**Brief:** Would you output all the lines below precisely as they stand, leaving each picture out?

»»

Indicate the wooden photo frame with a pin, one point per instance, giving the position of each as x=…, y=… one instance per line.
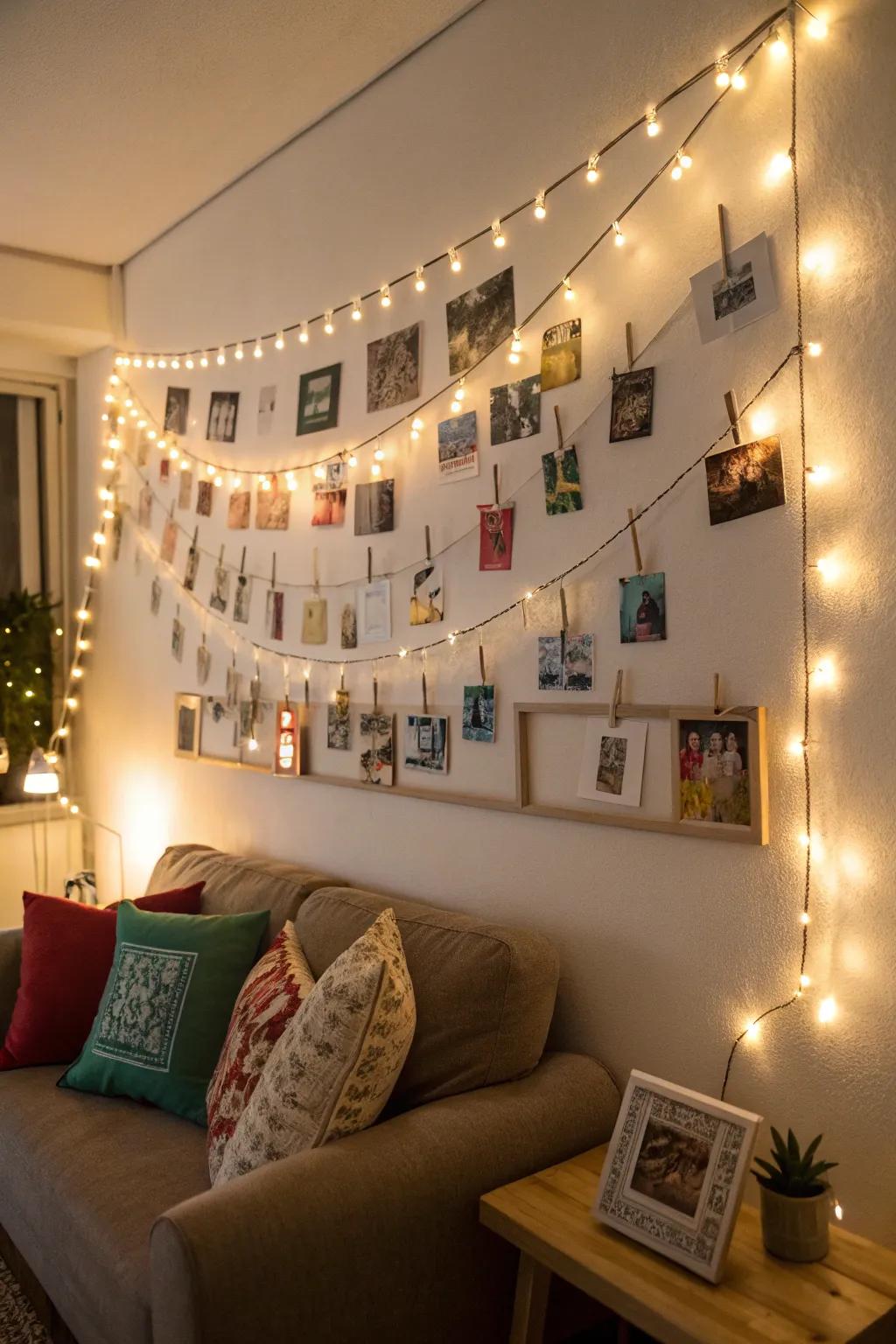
x=188, y=717
x=675, y=1172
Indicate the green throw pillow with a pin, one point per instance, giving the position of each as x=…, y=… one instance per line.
x=165, y=1008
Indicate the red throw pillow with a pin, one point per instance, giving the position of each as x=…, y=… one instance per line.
x=67, y=950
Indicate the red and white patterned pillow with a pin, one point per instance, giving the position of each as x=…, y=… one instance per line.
x=270, y=998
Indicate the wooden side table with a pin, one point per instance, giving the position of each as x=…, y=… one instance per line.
x=850, y=1296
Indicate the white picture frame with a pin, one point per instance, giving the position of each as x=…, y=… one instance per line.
x=675, y=1172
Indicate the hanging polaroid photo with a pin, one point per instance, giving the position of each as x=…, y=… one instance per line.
x=242, y=598
x=315, y=620
x=205, y=496
x=168, y=542
x=632, y=405
x=458, y=452
x=562, y=484
x=348, y=626
x=329, y=496
x=185, y=488
x=378, y=759
x=318, y=399
x=374, y=507
x=745, y=290
x=426, y=742
x=271, y=506
x=339, y=724
x=514, y=410
x=562, y=355
x=176, y=410
x=220, y=589
x=479, y=714
x=375, y=612
x=427, y=598
x=496, y=536
x=642, y=609
x=612, y=761
x=480, y=320
x=203, y=663
x=274, y=613
x=222, y=416
x=745, y=479
x=394, y=368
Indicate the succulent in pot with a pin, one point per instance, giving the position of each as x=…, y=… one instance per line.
x=795, y=1198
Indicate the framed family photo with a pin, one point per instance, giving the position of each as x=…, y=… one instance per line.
x=675, y=1172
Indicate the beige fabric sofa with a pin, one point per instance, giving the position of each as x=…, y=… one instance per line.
x=374, y=1238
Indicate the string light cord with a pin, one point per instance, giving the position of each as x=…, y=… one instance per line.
x=803, y=508
x=486, y=230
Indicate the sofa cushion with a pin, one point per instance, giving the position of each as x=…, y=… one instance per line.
x=82, y=1179
x=235, y=883
x=484, y=993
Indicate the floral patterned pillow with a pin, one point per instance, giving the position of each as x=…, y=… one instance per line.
x=335, y=1066
x=273, y=993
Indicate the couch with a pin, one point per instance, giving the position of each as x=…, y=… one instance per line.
x=367, y=1239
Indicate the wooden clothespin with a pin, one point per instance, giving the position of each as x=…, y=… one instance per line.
x=734, y=416
x=639, y=562
x=614, y=704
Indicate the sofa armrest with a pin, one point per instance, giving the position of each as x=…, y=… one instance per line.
x=375, y=1236
x=10, y=973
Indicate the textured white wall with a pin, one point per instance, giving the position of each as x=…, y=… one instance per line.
x=668, y=945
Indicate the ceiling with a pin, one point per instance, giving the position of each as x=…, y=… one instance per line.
x=120, y=117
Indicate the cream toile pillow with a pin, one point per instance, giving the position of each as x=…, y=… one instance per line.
x=335, y=1066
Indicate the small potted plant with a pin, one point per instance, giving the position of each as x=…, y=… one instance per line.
x=794, y=1199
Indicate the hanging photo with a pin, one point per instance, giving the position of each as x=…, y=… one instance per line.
x=480, y=320
x=632, y=405
x=642, y=609
x=339, y=724
x=271, y=506
x=266, y=406
x=458, y=454
x=203, y=663
x=144, y=509
x=315, y=620
x=375, y=612
x=725, y=303
x=376, y=761
x=394, y=368
x=348, y=626
x=242, y=598
x=374, y=507
x=562, y=355
x=329, y=496
x=274, y=613
x=479, y=714
x=427, y=598
x=496, y=536
x=176, y=410
x=220, y=589
x=612, y=761
x=222, y=416
x=426, y=742
x=745, y=479
x=318, y=399
x=205, y=496
x=238, y=508
x=168, y=541
x=514, y=410
x=185, y=488
x=562, y=484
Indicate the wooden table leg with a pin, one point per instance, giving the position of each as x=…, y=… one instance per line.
x=531, y=1301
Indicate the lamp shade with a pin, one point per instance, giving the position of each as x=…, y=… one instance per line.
x=40, y=777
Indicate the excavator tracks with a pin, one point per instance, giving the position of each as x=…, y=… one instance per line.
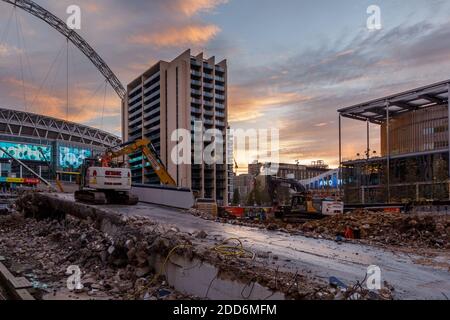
x=102, y=198
x=91, y=197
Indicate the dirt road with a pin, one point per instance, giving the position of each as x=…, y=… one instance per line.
x=322, y=258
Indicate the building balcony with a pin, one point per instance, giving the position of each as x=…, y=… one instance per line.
x=135, y=136
x=196, y=101
x=152, y=114
x=152, y=122
x=152, y=77
x=208, y=103
x=150, y=105
x=196, y=83
x=196, y=73
x=208, y=85
x=196, y=63
x=133, y=91
x=208, y=76
x=208, y=95
x=135, y=122
x=207, y=66
x=152, y=87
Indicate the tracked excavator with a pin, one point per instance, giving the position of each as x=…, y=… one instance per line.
x=103, y=183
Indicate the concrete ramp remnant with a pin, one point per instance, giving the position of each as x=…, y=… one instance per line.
x=188, y=264
x=180, y=198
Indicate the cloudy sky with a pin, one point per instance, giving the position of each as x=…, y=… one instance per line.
x=292, y=63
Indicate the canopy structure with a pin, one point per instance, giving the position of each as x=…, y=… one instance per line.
x=376, y=111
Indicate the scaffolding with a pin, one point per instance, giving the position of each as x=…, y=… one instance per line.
x=414, y=162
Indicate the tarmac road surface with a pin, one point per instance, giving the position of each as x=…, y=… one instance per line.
x=321, y=258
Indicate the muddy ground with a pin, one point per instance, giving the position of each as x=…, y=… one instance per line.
x=392, y=230
x=40, y=245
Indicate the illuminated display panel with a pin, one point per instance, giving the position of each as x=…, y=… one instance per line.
x=26, y=152
x=72, y=157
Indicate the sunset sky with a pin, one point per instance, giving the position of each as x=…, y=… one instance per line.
x=292, y=63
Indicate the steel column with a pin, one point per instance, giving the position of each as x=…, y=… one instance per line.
x=340, y=179
x=388, y=153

««

**Result below:**
Indicate the wooden photo frame with a pin, one point per instance, giving the position of each as x=…, y=… one instance per line.
x=188, y=717
x=675, y=1172
Indicate the green throw pillow with a pin, one point per instance, giving the position of each as x=…, y=… one instance per line.
x=165, y=1008
Indicate the red throw pillow with a pin, one point per instance, giving the position of each as x=…, y=… one instance per line.
x=67, y=950
Indicate the red and white patterned pillow with a pin, one point per instance, giving the position of each as x=…, y=… one instance per line.
x=270, y=998
Indicate the wooden side table with a pin, one point per instance, giving the position of each as x=…, y=… one instance per line.
x=850, y=1296
Indicate the white picture frame with a pin, one point per instance, giving the position of each as x=…, y=… one instance per line.
x=675, y=1172
Indicate the hanging polaroid photo with a pin, one point per instance, giving the position of each as x=…, y=… one instance per line.
x=242, y=598
x=315, y=620
x=205, y=496
x=168, y=542
x=632, y=405
x=458, y=452
x=562, y=484
x=348, y=626
x=329, y=496
x=185, y=488
x=378, y=759
x=318, y=399
x=374, y=507
x=745, y=290
x=426, y=742
x=271, y=506
x=339, y=724
x=514, y=410
x=562, y=355
x=176, y=410
x=220, y=589
x=479, y=714
x=375, y=612
x=427, y=598
x=496, y=536
x=642, y=609
x=612, y=761
x=480, y=320
x=203, y=663
x=274, y=613
x=222, y=416
x=745, y=479
x=394, y=368
Indicate the succulent in pot with a pin, one point per instance, giving the position of each as x=…, y=… one instance per line.
x=795, y=1198
Indicate the framed family photo with a pin, one point per instance, giving the position of each as x=…, y=… one instance per line.
x=675, y=1172
Indicate the beige fabric sofa with a pin, one point per instance, giving the position of each as x=…, y=… one instance per line.
x=374, y=1238
Indicate the string light cord with a pin, one point per instance, giving the position of each as x=…, y=… one instance per line.
x=803, y=508
x=486, y=230
Indicate the sofa cushion with a pin, one point per instance, giving the position of each as x=…, y=… one instance per line.
x=82, y=1179
x=235, y=883
x=484, y=993
Indicate the floral patterned pillow with a pin, one point per instance, giving the position of each as x=…, y=… one instance per line.
x=335, y=1066
x=273, y=993
Indicate the couch with a pin, one point per instance, giving the position of each as x=…, y=… one instance per line.
x=367, y=1239
Indicate the wooden clothespin with a pin, one point per instance, giving the position of each as x=…, y=… one instance per line.
x=734, y=416
x=639, y=562
x=614, y=704
Indicate the sofa armrest with a pin, one point per instance, giving the position of each as x=…, y=… one instance per line.
x=375, y=1236
x=10, y=973
Indicate the textured white wall with a pin, one point per instance, giving the position of each as x=…, y=… one instance per line.
x=668, y=945
Indicate the ceiling with a pin, one point per instance, giving the position of each as x=…, y=… one instance per line.
x=120, y=117
Indicate the cream toile pillow with a pin, one point per instance, giving the position of each as x=…, y=… one instance per line.
x=335, y=1066
Indicate the small potted plant with a pin, one point per instance, giving the position of each as x=…, y=… one instance per line.
x=794, y=1199
Indicate the hanging photo with a pin, one point per instance, giving the position of each as x=…, y=… one instance per line.
x=480, y=320
x=632, y=405
x=642, y=609
x=339, y=724
x=271, y=506
x=266, y=406
x=458, y=454
x=203, y=663
x=144, y=509
x=315, y=620
x=375, y=612
x=725, y=303
x=376, y=761
x=394, y=368
x=348, y=626
x=242, y=598
x=374, y=507
x=562, y=355
x=329, y=496
x=274, y=613
x=479, y=714
x=427, y=598
x=496, y=536
x=176, y=410
x=220, y=589
x=612, y=761
x=222, y=416
x=426, y=742
x=745, y=479
x=318, y=399
x=205, y=496
x=238, y=508
x=168, y=541
x=514, y=410
x=185, y=488
x=562, y=484
Indicate the wooden table leg with a pin, one point per instance, giving the position of each as x=…, y=… one instance per line.
x=531, y=1301
Indicate the lamp shade with a pin, one point per instance, giving the position of each as x=…, y=… one instance per line.
x=40, y=777
Indicate the excavator tracks with a pin, one point per instance, giving the position of each as x=…, y=… one instance per line.
x=102, y=198
x=91, y=197
Indicate the dirt road with a pin, one point per instance, giving the position of each as x=…, y=… one instance per line.
x=322, y=258
Indicate the building balcony with a pin, one point per instance, giving the position of each as x=…, y=… one instance per line.
x=135, y=136
x=196, y=101
x=152, y=114
x=152, y=122
x=152, y=77
x=208, y=103
x=150, y=105
x=196, y=83
x=196, y=73
x=208, y=85
x=196, y=63
x=133, y=91
x=208, y=76
x=208, y=95
x=135, y=122
x=207, y=66
x=152, y=87
Indicate the tracked excavator with a pin, one point per instance, giving the position of each as x=…, y=… one instance per line.
x=103, y=183
Indicate the concrete ramp remnant with a pin, one point per instance, giving the position of each as x=…, y=… one instance per line.
x=188, y=264
x=180, y=198
Indicate the cloudy sky with a pin, one point per instance, giving the position of each as x=…, y=… one instance per line.
x=292, y=63
Indicate the canopy structure with a pin, one point per instance, giving the position of each as x=…, y=… one instance per line.
x=376, y=111
Indicate the scaffolding with a pin, one point per instance, giving the position of each as x=…, y=… one instance per line.
x=414, y=162
Indicate the tarmac road surface with a pin, one point per instance, giving the position of each as x=…, y=… one instance per line.
x=321, y=258
Indicate the muddy ground with a pin, one point per instance, giving the position of each as x=…, y=… one instance per line.
x=392, y=230
x=40, y=245
Indicate the illuminated display panel with a pin, one point per instance, giving the position of each as x=…, y=… one instance per line.
x=26, y=152
x=72, y=157
Indicate the sunset sky with a pin, one point per instance, giving the position of each as x=…, y=… one instance per line.
x=292, y=63
Indicate the steel column with a pin, one point per instance, giving the position of each as x=…, y=… one instance per line.
x=340, y=179
x=388, y=153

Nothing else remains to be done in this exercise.